Currently, git-annex pull
drops unwanted files from the remote it pulls
from. I wonder if this is a good choice?
I was surprised by this behavior today myself. I was thinking of pull as
conceptually not modifying the state of the remote, only getting data from
it. That's what git pull
does after all.
My use case was that I knew the remote didn't want a file, but I wanted to leave the file on the remote for a little while longer. So I did a pull, rather than a full sync.
It's also the case that git-annex push
drops unwanted files from the
local repository. The same analogy to git push
would say it should not do
that.
Separating out these behaviors would have pull drop unwanted files from the local repository, while push drops unwanted files from the remote. The latter seems unambiguously what the user would want; the former might be surprising to some, but one of pull/push needs to drop from local in order for them combined to be the same as sync.
Looking at 5df89d58c7d43b5cd26829cb8c4699e02fc352f3 that
implemented pull and push, I think this behavior was emergent, not
designed. The existing git-annex sync --pull
happened to drop unwanted
content from the remote and git-annex pull
inherited that behavior.
Looking back to 1cc1f9f4e5e3e974ddec069b2a6a3edf0893c369 that
implemented --pull
, it also doesn't seem to have considered what to do
about dropping.
+++
▶ _EXERCISE SET_
[A] Using the git-annex pull thread, decide whether each statement agrees with it, answering yes or no and quoting the deciding words: (i) git-annex push drops unwanted files from the local repository; (ii) to keep the file on the remote a while longer, the writer ran a full sync; (iii) the writer believes the dropping behavior of pull was deliberately designed.
[B] Extend the git-annex pull thread with a further passage that picks up after its final sentence.
+++
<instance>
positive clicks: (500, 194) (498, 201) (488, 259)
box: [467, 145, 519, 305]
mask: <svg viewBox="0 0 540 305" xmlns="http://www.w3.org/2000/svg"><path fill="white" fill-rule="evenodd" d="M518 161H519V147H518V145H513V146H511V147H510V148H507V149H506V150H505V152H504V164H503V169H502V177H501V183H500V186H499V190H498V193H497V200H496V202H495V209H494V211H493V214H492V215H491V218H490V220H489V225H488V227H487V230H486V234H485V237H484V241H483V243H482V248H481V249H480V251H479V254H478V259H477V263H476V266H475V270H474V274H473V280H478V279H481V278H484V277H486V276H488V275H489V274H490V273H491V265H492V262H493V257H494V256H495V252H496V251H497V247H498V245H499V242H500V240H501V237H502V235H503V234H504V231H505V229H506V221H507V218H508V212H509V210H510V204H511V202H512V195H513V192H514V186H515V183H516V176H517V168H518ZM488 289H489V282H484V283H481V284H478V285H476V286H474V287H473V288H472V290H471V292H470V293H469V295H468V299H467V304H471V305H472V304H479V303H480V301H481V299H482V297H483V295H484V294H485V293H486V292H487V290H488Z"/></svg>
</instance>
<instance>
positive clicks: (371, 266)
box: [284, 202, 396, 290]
+++
▶ _ANSWERS TO THE TASKS_
[A]
(i) Yes: "drops unwanted files from the local repository."
(ii) No: "So I did a pull, rather than a full sync."
(iii) No: "I think this behavior was emergent, not designed."

[B]
Note that there is some risk of a wider behavior change than expected if
implementing this. handleDropsFrom
drops from remotes first, and from the
local repository last. So if a file is unwanted by both local and remote,
and both start with a copy, git-annex pull
will drop it from the remote,
then be unable to drop it from the local, and so it will stay on the local
repo. If it were changed to only drop from the local repo, it would be able
to drop it from local, and the file would stay on the remote. It's not
clear to me that either behavior is better than the other; both are legal
solutions to that preferred content situation of course. It might be
possible to only document this behavior change, and if a user has set up
such a preferred content, they can of course change it to something that
picks the repository they want to keep the copy.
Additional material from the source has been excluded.